• _WORK INSTRUCTIONS_
Rewrite every line of the entries below as a JSON list of strings, one string per line. Skip blank lines and leave out the pictures.

• _DATA IN THIS EXERCISE_
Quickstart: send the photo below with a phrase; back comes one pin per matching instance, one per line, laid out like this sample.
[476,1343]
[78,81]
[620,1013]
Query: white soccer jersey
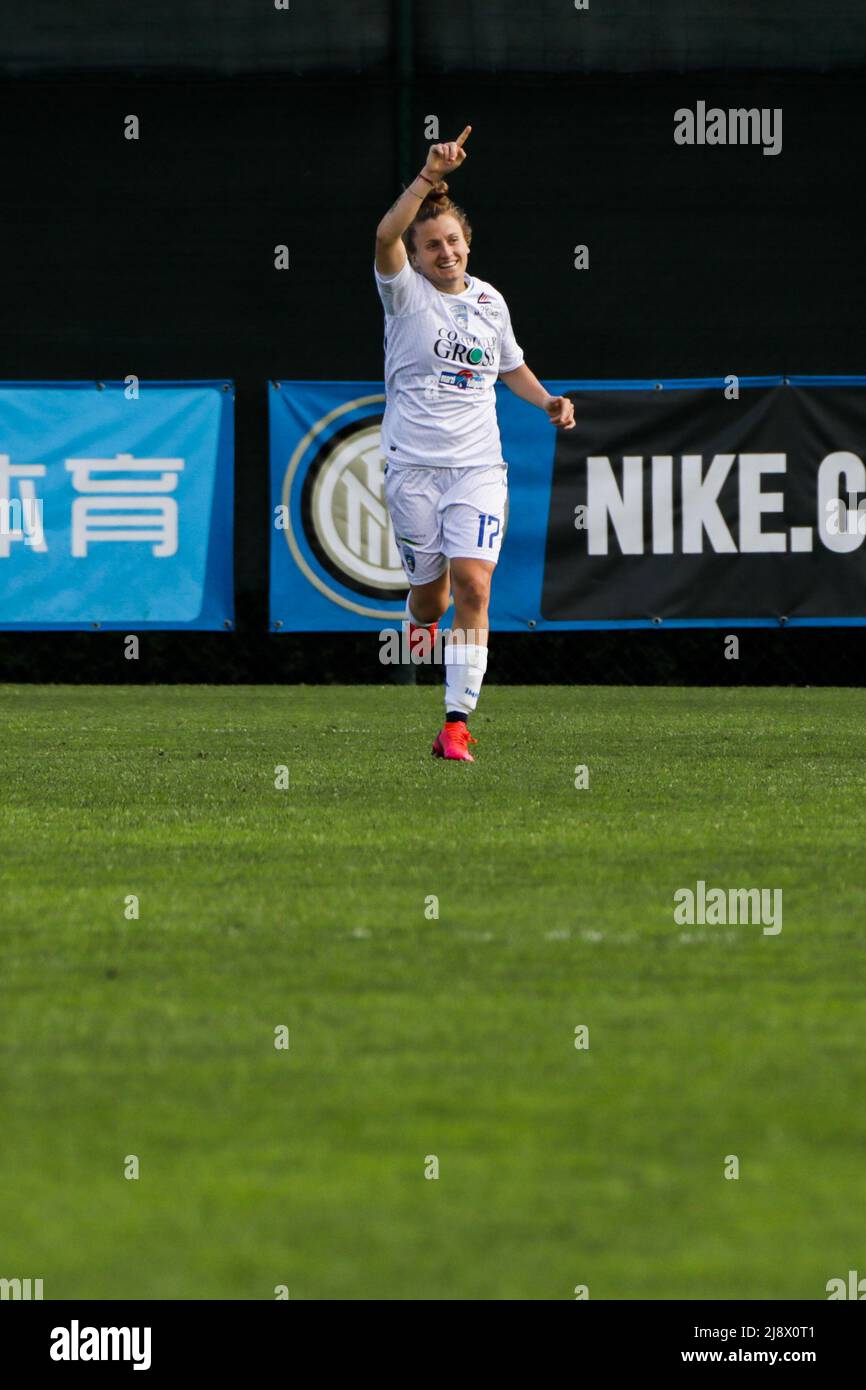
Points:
[442,357]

• _ANSWER TO THE TASK_
[
  "Quickstart: send the photo below with a phrase; back comes one pin per matching instance, one per line, laid out like this sample.",
  "[476,1343]",
  "[78,81]",
  "[620,1013]",
  "Query: white soccer jersey",
  "Points:",
  "[442,357]"
]